**SUPPLIED MATERIAL**
>>>

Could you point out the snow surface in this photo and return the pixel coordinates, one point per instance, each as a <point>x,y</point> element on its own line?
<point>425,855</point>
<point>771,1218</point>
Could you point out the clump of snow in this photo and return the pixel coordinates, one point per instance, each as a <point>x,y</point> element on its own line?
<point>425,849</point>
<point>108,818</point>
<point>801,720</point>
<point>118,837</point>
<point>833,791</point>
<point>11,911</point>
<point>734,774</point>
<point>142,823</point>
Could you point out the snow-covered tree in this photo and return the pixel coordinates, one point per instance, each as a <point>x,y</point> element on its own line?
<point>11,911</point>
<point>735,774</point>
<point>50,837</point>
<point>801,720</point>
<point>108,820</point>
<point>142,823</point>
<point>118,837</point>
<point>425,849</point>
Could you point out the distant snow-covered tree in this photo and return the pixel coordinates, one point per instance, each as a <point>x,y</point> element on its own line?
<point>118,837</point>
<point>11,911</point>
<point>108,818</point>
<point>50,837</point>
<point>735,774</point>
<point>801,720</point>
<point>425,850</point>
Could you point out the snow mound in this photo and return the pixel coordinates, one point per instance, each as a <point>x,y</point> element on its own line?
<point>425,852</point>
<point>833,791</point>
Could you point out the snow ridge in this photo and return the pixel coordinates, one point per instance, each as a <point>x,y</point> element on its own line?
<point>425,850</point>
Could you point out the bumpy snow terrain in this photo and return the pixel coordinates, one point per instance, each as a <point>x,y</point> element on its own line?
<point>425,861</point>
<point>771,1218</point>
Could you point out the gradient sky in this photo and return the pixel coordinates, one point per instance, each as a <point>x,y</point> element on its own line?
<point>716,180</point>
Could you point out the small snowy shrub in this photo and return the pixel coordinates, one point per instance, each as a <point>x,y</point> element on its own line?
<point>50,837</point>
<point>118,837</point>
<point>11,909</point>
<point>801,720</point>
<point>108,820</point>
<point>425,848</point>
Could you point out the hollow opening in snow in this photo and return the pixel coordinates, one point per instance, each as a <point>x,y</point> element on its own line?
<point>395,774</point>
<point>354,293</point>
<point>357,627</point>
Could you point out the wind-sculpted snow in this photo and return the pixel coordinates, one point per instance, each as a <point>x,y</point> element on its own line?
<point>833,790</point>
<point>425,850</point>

<<<

Could you transcribe the whole listing above without any edits?

Could you point out the snow surface in this photo and return the pixel coordinates, one point per instance, each as a <point>x,y</point> element on its own line?
<point>425,855</point>
<point>771,1218</point>
Could you point out the clump of snow in this photo and return the pixel coordinates, one point per instance, each as a <point>x,y</point> element on its own line?
<point>425,849</point>
<point>108,818</point>
<point>801,720</point>
<point>118,837</point>
<point>833,791</point>
<point>11,911</point>
<point>734,774</point>
<point>142,823</point>
Could you point out the snow-covered tree in this photo and return the pixel coordinates, one point per instance, each as a <point>x,y</point> element on its own line?
<point>11,911</point>
<point>735,774</point>
<point>50,837</point>
<point>801,720</point>
<point>108,820</point>
<point>142,823</point>
<point>118,837</point>
<point>425,849</point>
Could you point out the distant snow-covered tree in this photo and return the pixel coordinates, one point per instance, each as a <point>x,y</point> element on its own line?
<point>118,837</point>
<point>11,911</point>
<point>108,818</point>
<point>50,837</point>
<point>735,774</point>
<point>801,720</point>
<point>425,850</point>
Could you point out the snow mound in this photo and return the pixel coordinates, one point per instance, each as a <point>x,y</point> element on its own line?
<point>425,852</point>
<point>833,791</point>
Could you point out the snow ridge in this photo and return the pixel coordinates, one point per instance, each as a <point>x,y</point> element on its own line?
<point>425,850</point>
Could you point out the bumpy snow terrain in this photo and return the pixel coordinates, one point per instance, each as a <point>x,y</point> element on its own line?
<point>425,861</point>
<point>771,1218</point>
Could you point out the gradient sky in this photo and return the pixel coordinates, one point per instance, each as a <point>x,y</point> element on its own line?
<point>716,180</point>
Could you point out the small snowy shrub in this photo and return the pixel coordinates, one point per instance, each as a <point>x,y</point> element on its own line?
<point>50,837</point>
<point>118,837</point>
<point>11,909</point>
<point>801,720</point>
<point>108,820</point>
<point>425,848</point>
Could you point out the hollow opening in snow in this photo and return the pixel coordinates, one point per instance, each as a <point>x,y</point> element on its own line?
<point>395,774</point>
<point>354,293</point>
<point>357,627</point>
Could you point out the wind-sculpted snow in this photo and return the pixel coordinates, one point per instance, each as a <point>x,y</point> element on its own line?
<point>833,790</point>
<point>425,850</point>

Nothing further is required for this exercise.